■ WHAT IS BEING ASKED
Set down exactly the lines below between the line holding "point: rock face" and the line holding "point: glacier |", inclusive; no other line belongs in the answer.
•••••
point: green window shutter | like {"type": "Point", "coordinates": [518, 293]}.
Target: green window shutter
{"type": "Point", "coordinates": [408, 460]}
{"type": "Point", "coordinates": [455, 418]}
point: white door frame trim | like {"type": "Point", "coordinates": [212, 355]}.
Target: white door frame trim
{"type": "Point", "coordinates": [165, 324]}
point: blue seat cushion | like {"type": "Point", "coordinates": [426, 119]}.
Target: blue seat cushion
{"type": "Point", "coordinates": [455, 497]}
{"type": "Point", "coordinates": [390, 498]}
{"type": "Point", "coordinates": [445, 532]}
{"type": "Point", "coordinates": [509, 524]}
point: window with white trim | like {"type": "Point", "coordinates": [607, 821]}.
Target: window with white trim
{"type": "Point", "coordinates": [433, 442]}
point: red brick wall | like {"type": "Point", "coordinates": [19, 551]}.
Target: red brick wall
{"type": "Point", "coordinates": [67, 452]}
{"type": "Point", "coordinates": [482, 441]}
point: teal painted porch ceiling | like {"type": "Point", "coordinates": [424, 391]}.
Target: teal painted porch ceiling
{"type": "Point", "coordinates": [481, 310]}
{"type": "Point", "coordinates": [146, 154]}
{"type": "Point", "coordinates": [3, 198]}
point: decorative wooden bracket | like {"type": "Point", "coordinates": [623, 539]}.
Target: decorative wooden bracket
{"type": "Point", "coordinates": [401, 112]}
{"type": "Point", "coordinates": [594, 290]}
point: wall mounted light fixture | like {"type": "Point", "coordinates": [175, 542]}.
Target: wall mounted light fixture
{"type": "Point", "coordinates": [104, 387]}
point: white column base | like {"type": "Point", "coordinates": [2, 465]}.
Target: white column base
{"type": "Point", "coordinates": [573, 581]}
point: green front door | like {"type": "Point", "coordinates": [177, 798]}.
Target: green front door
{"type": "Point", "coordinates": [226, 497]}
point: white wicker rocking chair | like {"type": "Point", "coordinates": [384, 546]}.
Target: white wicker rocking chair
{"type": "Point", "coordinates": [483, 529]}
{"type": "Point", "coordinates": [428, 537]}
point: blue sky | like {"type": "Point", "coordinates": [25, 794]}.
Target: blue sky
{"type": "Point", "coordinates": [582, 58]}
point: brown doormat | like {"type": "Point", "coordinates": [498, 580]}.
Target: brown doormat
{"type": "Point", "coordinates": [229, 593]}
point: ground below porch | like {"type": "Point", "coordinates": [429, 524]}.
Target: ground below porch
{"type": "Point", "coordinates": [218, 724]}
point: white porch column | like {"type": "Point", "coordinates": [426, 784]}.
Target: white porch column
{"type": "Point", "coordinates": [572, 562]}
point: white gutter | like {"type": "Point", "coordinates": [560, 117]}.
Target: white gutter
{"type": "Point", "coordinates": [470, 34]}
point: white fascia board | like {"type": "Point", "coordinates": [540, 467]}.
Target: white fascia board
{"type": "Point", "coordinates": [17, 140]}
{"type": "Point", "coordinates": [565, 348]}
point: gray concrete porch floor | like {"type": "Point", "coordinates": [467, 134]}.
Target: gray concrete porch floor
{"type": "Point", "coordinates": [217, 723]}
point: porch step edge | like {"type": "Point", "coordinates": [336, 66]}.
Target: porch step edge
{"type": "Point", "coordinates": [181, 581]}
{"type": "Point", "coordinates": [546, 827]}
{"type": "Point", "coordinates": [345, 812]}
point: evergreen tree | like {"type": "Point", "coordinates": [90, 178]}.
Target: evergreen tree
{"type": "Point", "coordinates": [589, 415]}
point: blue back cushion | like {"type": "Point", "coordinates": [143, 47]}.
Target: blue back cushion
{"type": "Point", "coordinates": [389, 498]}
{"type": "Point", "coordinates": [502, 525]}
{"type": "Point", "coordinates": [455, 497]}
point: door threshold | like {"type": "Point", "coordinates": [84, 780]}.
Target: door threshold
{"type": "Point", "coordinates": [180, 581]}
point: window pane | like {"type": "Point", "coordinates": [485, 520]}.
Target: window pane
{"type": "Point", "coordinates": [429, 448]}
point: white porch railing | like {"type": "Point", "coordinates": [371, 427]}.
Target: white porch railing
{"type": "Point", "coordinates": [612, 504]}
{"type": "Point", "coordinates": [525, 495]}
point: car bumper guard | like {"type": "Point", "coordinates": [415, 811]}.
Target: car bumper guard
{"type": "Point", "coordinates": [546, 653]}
•••••
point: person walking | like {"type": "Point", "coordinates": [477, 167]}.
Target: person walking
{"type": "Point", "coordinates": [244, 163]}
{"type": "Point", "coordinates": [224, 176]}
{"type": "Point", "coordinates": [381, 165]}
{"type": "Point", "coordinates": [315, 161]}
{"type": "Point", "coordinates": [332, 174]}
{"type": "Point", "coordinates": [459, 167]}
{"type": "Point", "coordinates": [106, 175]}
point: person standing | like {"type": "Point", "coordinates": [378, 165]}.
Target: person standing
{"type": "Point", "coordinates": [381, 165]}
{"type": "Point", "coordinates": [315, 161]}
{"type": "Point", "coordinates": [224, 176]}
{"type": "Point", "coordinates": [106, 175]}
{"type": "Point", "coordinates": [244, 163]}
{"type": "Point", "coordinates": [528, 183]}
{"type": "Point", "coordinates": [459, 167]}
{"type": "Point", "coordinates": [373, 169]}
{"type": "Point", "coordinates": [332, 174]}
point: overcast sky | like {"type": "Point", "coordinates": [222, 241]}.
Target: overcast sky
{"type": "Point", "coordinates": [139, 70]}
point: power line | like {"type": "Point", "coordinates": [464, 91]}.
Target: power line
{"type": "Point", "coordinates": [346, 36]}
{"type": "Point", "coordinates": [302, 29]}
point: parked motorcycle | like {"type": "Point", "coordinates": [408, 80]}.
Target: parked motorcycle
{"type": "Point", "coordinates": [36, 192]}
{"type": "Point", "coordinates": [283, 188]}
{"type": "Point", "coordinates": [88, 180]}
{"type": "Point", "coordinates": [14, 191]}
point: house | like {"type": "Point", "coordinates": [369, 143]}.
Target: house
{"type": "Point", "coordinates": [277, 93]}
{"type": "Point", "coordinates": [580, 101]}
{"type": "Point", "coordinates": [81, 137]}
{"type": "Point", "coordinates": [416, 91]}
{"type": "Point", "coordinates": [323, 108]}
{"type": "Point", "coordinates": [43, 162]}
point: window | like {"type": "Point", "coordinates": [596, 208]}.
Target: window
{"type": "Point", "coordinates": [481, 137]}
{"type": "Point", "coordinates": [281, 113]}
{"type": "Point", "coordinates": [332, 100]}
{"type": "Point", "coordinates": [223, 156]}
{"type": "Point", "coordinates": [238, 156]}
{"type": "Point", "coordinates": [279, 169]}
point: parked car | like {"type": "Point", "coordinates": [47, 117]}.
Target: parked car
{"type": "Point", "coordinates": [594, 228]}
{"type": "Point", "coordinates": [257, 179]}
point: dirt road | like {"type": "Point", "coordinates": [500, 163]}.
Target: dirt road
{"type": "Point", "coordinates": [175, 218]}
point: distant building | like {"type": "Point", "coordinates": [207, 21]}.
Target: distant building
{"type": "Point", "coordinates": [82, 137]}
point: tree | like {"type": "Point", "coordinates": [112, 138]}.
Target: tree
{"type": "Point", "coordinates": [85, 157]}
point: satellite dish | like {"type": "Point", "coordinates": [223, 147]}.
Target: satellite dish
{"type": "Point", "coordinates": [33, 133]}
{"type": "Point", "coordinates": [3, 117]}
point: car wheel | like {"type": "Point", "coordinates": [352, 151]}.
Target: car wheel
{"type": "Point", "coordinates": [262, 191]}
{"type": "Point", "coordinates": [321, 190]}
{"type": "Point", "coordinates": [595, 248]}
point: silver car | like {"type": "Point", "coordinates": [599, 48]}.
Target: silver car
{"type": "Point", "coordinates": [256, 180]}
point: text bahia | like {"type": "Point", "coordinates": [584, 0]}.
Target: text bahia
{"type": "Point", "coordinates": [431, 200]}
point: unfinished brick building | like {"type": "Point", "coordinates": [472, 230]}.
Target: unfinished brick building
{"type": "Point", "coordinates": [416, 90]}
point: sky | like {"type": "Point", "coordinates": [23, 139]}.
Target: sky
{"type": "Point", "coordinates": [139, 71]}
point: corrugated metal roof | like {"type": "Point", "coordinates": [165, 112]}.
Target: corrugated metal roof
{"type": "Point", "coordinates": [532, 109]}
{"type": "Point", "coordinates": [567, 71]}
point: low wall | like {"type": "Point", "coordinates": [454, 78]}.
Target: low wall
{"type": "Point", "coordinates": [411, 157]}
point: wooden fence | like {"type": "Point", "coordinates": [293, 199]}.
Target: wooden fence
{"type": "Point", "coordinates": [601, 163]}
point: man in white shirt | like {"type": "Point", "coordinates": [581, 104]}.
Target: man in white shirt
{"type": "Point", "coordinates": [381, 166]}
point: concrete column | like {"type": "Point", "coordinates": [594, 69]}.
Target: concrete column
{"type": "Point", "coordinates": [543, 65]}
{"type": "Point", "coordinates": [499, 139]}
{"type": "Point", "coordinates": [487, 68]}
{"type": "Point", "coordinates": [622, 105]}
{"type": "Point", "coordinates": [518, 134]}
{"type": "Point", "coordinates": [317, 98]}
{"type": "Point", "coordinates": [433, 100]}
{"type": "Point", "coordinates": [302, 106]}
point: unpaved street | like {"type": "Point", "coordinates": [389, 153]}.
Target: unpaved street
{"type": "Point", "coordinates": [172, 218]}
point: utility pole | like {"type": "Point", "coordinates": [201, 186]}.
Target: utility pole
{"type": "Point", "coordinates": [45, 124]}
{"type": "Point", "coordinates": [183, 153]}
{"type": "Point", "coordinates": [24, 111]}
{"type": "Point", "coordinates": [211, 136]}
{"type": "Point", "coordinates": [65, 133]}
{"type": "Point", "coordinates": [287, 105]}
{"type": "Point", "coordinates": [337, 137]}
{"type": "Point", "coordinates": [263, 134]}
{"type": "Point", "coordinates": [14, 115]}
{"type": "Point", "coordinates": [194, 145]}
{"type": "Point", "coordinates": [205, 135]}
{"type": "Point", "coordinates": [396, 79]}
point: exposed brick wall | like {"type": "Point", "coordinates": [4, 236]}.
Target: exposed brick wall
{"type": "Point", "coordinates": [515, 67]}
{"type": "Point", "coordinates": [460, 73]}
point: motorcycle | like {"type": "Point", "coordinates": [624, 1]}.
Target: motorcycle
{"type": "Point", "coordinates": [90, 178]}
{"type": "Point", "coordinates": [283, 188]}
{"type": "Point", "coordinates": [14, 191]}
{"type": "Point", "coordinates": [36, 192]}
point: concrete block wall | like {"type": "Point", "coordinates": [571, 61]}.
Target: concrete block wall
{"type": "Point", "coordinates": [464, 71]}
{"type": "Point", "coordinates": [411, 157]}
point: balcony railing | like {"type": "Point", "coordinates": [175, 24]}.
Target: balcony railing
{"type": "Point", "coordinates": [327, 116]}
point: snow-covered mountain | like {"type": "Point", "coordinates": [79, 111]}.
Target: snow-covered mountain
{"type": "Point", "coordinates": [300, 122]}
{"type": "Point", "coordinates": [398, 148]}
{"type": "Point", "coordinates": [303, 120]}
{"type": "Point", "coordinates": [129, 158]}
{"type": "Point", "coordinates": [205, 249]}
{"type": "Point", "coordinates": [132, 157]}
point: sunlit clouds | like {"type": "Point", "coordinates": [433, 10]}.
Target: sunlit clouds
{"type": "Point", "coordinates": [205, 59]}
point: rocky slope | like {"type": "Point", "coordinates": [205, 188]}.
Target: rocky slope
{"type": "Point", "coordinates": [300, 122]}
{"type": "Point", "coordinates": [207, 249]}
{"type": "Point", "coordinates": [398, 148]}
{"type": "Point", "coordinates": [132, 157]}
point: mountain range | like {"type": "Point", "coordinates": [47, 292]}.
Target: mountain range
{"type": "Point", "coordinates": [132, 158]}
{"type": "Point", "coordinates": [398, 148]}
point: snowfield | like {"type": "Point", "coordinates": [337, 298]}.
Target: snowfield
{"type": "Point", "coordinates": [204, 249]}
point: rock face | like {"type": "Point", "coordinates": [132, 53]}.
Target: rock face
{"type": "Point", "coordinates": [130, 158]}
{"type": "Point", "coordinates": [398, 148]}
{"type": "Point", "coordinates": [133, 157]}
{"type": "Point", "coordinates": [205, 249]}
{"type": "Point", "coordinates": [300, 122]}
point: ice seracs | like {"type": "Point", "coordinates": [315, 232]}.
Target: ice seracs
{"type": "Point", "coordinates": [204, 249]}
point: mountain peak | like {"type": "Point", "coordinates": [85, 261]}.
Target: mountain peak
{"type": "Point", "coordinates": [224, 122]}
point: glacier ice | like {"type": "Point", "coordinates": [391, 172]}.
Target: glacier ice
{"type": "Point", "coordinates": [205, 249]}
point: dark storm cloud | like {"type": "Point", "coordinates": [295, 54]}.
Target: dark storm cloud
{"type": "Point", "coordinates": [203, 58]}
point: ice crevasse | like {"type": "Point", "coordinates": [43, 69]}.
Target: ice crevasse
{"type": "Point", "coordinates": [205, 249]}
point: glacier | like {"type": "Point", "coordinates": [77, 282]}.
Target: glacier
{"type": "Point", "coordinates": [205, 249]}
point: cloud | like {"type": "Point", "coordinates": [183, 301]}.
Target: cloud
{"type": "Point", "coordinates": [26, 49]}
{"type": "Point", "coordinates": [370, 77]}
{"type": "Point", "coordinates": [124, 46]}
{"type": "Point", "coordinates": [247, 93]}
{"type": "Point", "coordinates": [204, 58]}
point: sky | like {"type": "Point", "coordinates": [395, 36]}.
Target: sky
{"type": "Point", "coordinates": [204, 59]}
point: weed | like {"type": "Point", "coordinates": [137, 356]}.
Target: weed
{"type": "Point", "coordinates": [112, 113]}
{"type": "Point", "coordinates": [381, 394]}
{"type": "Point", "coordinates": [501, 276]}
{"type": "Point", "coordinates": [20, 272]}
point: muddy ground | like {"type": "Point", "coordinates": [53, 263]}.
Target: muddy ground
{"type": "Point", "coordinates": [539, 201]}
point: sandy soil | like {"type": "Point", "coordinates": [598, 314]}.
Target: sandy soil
•••••
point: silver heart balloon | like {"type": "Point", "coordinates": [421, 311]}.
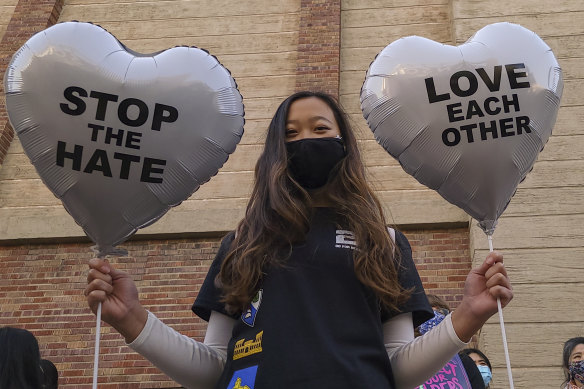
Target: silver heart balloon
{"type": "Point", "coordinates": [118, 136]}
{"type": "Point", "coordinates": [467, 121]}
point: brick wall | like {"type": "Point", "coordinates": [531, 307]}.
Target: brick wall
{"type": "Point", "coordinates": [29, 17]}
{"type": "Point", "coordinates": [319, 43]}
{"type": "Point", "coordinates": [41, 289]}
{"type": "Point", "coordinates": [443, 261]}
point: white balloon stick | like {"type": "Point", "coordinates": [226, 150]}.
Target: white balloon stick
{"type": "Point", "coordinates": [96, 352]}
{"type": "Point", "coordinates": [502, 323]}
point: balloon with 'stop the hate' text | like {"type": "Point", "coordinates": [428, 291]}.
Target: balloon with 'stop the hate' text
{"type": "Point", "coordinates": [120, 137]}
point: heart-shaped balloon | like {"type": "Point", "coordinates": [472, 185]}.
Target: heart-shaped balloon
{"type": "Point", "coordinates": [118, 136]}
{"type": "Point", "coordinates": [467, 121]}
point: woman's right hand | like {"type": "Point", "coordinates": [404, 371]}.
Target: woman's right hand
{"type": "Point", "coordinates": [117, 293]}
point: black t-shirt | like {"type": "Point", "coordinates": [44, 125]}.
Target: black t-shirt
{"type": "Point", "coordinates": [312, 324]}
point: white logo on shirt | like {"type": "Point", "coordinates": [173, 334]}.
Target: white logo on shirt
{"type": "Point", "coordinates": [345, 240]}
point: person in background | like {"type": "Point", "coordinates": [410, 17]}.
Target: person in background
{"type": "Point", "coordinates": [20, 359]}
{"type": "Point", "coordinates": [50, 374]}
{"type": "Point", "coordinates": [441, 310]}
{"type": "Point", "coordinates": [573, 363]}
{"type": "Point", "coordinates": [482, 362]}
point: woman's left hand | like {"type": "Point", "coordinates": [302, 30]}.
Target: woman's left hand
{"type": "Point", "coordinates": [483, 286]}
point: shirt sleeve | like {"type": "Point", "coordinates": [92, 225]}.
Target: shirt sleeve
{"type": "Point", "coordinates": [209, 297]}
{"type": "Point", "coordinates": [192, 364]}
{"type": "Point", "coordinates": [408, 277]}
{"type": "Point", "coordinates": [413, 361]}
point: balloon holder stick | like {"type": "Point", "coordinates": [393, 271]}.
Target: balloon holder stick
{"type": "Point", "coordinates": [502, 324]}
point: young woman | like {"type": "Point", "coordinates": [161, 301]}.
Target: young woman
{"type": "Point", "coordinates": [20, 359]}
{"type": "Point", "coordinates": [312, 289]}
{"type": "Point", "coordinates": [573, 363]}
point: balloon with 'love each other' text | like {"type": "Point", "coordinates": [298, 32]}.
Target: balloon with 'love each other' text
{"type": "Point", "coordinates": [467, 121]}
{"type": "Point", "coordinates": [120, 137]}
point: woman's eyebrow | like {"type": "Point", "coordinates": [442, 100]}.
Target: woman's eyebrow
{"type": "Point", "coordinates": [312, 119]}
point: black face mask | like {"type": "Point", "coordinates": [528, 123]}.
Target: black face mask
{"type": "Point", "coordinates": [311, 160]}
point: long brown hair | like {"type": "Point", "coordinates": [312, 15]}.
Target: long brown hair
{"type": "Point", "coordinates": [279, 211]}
•••••
■ PROBLEM SOLUTION
point: rock face | like {"type": "Point", "coordinates": [132, 53]}.
Target: rock face
{"type": "Point", "coordinates": [130, 158]}
{"type": "Point", "coordinates": [398, 148]}
{"type": "Point", "coordinates": [133, 157]}
{"type": "Point", "coordinates": [205, 249]}
{"type": "Point", "coordinates": [300, 122]}
point: ice seracs | like {"type": "Point", "coordinates": [315, 232]}.
Target: ice seracs
{"type": "Point", "coordinates": [204, 249]}
point: mountain peak | like {"type": "Point", "coordinates": [85, 261]}.
Target: mountain peak
{"type": "Point", "coordinates": [224, 122]}
point: glacier ice | like {"type": "Point", "coordinates": [391, 172]}.
Target: glacier ice
{"type": "Point", "coordinates": [205, 249]}
point: dark storm cloud | like {"type": "Point", "coordinates": [295, 54]}.
Target: dark storm cloud
{"type": "Point", "coordinates": [203, 58]}
point: ice crevasse | like {"type": "Point", "coordinates": [43, 69]}.
Target: ice crevasse
{"type": "Point", "coordinates": [205, 249]}
point: glacier | like {"type": "Point", "coordinates": [77, 282]}.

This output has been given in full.